→ Task objective: Could every line below be transcribed exactly, with the pictures dropped?

→ Material for the task:
* * * * * * *
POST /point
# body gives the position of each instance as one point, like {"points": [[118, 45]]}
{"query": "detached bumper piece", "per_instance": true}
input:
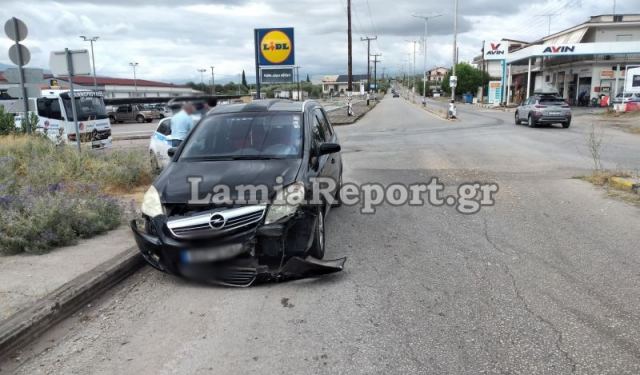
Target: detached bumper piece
{"points": [[233, 261]]}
* * * * * * *
→ Answer to this exercise:
POST /point
# body gives the position of each instance as one point, like {"points": [[118, 45]]}
{"query": "detached bumper piece", "per_instance": true}
input:
Target: detached bumper piece
{"points": [[233, 261]]}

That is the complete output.